> [What to do]: Extract every line in the records that contains the word "lamp", copying each line in full.

> [Records to use]:
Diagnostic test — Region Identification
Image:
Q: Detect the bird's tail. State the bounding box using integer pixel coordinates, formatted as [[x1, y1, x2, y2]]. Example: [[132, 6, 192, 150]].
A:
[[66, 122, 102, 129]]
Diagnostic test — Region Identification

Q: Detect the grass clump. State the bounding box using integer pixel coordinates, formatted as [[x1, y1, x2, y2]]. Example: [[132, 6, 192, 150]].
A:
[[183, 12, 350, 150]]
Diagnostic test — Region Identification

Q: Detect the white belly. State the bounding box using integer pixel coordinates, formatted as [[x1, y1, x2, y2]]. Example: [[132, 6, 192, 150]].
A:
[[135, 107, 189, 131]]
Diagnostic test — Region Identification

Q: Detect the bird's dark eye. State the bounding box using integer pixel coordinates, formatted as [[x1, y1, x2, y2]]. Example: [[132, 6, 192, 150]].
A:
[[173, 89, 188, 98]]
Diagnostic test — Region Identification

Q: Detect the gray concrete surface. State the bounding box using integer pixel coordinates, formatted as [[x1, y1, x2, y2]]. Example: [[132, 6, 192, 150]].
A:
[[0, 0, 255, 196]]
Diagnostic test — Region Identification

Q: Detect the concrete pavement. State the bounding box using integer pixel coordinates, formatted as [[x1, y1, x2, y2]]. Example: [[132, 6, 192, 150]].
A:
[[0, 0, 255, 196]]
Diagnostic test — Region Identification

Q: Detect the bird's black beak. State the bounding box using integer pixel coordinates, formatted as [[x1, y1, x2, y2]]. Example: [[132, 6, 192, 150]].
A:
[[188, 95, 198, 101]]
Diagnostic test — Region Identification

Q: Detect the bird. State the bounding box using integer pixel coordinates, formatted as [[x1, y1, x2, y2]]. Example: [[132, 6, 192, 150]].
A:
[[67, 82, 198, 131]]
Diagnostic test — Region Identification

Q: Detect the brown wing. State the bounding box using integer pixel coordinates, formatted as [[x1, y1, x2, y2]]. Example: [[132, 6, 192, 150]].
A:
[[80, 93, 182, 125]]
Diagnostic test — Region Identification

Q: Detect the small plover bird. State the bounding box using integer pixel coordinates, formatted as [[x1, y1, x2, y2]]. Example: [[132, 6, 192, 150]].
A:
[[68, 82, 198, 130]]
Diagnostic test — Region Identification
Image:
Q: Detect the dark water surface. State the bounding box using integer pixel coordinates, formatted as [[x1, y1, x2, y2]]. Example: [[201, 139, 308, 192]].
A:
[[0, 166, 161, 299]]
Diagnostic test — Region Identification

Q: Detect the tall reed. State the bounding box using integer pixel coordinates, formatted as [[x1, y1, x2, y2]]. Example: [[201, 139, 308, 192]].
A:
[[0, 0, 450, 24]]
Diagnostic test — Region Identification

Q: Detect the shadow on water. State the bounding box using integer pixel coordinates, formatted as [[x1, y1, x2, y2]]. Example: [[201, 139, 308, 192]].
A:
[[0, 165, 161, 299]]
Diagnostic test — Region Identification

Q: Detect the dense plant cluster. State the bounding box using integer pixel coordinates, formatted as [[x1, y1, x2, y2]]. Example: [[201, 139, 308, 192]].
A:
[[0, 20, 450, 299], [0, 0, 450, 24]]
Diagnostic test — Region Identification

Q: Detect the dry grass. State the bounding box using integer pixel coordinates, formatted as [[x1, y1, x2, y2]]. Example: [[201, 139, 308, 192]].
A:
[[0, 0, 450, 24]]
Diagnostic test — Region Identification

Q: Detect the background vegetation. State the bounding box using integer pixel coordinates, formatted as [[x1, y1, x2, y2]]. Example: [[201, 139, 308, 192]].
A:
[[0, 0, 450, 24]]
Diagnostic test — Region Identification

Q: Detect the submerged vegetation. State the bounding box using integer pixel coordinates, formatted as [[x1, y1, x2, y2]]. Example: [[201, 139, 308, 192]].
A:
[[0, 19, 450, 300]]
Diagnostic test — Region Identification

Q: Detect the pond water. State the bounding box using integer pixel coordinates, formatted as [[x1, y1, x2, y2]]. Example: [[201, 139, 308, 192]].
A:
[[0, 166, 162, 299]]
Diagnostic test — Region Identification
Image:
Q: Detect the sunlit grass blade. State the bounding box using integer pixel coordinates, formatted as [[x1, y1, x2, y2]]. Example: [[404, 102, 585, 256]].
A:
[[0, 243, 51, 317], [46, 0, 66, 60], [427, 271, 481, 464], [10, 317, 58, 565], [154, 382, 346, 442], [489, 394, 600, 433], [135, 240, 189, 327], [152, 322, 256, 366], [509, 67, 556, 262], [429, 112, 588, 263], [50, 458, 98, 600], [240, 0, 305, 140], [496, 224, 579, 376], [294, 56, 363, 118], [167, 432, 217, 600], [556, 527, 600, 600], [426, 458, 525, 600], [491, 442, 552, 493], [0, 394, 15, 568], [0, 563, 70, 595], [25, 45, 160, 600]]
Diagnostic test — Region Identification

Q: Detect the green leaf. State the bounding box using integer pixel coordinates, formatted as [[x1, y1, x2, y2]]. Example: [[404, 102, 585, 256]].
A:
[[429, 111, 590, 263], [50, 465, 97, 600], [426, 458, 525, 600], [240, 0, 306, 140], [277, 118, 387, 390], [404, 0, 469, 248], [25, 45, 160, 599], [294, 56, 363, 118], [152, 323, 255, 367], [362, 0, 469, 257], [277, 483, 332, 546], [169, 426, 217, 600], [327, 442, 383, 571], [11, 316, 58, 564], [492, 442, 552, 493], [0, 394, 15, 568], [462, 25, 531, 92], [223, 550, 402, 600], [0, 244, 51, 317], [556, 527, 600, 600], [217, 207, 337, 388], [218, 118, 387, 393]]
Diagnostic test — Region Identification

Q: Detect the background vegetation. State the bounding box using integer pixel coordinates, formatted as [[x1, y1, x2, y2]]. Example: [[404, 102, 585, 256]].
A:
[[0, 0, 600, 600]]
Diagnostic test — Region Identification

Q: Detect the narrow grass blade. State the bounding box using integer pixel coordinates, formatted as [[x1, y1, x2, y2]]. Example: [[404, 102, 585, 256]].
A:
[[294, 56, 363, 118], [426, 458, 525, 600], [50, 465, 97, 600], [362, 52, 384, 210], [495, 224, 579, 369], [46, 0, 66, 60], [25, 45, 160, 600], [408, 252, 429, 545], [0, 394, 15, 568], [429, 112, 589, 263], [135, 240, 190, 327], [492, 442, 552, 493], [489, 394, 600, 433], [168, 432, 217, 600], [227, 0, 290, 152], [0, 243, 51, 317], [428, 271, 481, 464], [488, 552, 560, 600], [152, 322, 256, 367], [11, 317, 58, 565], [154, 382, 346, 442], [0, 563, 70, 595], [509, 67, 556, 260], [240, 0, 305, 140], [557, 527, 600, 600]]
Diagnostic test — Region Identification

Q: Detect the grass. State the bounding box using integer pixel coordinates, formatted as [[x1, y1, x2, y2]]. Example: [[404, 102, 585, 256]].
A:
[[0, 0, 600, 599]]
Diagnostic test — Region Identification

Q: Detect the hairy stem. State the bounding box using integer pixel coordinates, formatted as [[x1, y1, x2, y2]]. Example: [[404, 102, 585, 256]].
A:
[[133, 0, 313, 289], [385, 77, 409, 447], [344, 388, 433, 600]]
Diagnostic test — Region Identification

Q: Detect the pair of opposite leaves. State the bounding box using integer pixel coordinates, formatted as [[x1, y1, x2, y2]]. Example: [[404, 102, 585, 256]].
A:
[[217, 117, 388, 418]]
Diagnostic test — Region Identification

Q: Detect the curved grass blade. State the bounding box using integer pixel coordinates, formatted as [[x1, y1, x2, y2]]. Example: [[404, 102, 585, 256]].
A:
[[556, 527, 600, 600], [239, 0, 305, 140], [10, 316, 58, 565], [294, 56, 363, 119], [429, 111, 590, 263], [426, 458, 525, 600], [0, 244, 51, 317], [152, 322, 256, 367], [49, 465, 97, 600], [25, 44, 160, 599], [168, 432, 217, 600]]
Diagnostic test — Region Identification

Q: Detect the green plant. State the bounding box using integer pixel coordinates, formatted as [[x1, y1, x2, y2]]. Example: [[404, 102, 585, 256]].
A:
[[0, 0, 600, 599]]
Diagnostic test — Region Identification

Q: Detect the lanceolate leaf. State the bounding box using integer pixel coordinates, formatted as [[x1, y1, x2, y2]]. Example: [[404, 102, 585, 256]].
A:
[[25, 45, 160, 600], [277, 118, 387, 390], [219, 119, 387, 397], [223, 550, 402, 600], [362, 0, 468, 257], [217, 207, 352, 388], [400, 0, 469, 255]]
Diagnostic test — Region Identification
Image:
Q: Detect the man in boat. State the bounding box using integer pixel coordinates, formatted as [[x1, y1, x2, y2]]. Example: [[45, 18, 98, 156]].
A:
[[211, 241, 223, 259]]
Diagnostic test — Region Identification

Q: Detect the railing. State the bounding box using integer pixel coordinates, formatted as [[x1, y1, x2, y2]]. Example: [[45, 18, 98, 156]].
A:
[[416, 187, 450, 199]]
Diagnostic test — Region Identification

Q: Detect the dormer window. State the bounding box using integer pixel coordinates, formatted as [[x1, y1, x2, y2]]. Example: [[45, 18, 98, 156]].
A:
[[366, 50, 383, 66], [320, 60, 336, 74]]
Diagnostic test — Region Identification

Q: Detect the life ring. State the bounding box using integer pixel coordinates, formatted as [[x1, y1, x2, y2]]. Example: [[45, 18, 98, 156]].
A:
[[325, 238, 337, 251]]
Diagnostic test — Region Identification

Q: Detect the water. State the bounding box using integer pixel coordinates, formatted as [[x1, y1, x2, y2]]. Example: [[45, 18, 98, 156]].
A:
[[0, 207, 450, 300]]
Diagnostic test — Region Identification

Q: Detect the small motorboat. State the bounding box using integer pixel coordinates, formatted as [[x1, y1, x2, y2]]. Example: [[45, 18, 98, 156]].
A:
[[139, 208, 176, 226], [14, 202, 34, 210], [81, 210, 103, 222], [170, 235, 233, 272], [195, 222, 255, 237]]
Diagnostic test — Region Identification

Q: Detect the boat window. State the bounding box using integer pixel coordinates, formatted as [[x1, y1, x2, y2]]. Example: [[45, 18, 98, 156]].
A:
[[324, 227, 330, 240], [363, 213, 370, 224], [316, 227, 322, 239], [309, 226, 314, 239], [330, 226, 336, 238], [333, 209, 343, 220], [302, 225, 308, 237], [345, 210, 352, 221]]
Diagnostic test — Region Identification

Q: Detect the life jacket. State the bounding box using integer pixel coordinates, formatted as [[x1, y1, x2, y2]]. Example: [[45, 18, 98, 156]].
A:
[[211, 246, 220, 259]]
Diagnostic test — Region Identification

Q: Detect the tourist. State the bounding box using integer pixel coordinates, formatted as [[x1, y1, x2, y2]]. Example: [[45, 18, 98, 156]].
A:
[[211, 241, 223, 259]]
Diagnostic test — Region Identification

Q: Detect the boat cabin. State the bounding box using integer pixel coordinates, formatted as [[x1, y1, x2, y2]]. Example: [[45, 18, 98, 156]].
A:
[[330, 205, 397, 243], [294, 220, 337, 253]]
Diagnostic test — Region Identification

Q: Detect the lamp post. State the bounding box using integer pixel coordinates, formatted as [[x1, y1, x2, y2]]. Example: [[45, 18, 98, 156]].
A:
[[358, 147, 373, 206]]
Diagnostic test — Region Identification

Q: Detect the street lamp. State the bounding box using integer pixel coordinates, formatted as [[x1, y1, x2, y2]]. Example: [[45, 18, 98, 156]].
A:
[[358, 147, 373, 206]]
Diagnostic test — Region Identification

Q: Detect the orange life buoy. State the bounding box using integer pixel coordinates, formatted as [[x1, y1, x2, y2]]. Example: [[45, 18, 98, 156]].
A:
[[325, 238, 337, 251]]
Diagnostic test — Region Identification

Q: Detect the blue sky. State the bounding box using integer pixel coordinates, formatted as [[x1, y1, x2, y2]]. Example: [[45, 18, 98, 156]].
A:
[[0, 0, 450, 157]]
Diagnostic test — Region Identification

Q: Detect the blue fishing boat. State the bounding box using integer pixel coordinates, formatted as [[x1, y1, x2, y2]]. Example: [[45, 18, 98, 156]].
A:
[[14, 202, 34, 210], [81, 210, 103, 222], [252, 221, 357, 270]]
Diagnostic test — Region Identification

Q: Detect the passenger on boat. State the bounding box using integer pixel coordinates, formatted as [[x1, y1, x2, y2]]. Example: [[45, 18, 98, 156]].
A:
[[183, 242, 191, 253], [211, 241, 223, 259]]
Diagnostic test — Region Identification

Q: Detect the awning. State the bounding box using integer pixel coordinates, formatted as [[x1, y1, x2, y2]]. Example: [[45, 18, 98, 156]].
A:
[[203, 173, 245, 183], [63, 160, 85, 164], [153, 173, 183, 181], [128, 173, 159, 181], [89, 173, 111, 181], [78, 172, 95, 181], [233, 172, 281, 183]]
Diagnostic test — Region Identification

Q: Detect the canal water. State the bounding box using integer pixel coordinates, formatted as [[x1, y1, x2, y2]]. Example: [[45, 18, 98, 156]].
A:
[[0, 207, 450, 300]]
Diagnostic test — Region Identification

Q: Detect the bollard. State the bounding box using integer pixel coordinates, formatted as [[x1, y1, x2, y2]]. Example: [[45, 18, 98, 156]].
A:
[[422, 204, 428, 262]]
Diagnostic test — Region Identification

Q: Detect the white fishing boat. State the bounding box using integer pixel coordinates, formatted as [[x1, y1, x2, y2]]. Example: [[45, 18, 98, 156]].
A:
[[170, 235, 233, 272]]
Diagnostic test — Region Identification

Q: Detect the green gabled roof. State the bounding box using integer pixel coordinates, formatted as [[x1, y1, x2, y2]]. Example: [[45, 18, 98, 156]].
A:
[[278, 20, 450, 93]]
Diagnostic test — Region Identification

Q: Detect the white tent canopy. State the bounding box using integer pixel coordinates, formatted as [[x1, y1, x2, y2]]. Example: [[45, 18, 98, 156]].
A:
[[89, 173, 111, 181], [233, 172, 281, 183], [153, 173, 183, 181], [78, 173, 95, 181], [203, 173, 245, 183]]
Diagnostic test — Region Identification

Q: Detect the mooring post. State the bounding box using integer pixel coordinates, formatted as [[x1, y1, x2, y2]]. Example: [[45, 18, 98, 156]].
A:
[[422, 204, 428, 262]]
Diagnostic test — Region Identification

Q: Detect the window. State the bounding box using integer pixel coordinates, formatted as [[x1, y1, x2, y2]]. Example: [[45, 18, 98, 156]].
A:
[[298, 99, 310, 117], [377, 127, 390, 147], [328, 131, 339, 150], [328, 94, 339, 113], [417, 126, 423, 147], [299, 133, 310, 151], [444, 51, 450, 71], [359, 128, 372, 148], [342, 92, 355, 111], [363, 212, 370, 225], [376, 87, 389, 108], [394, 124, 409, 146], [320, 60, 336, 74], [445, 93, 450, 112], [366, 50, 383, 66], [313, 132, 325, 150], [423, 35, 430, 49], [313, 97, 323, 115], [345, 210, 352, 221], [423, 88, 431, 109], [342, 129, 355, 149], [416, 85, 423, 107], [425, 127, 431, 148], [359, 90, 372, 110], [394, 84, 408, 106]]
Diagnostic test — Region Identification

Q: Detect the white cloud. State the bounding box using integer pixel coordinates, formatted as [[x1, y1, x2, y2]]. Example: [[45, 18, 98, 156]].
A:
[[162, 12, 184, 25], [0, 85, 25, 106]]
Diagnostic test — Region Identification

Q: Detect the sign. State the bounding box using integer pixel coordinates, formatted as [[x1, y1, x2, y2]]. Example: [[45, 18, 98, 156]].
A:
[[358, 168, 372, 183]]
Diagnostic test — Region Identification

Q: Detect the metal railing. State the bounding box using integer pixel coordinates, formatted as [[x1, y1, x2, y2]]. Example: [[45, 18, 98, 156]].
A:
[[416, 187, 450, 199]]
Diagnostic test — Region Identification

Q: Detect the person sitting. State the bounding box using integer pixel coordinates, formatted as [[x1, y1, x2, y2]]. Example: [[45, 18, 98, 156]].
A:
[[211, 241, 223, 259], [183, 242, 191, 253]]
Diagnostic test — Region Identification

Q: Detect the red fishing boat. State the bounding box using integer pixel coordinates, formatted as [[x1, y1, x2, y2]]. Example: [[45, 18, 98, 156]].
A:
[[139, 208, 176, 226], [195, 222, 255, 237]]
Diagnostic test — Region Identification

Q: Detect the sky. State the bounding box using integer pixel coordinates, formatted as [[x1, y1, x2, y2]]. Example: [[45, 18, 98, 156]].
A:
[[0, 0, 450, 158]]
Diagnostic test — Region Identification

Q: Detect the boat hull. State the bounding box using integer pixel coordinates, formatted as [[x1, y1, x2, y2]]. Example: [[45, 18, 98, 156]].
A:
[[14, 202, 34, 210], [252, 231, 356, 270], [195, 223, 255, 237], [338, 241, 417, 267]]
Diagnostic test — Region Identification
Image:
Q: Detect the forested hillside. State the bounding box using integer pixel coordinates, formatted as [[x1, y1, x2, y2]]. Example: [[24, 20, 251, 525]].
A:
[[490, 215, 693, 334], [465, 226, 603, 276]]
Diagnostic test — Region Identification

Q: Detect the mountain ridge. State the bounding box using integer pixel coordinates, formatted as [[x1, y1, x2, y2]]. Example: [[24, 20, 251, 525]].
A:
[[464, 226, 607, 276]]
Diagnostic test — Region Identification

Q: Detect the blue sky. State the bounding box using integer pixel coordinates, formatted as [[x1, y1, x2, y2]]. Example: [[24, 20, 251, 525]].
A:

> [Correct output]:
Q: Detect the lamp post. State the bounding box using integer pixel coordinates, formatted as [[x1, y1, x2, y2]]. Example: [[45, 18, 98, 156]].
Q: Detect the street lamp. State the bounding box using integer pixel coordinates, formatted as [[x1, y1, x2, y2]]. Example: [[45, 18, 98, 156]].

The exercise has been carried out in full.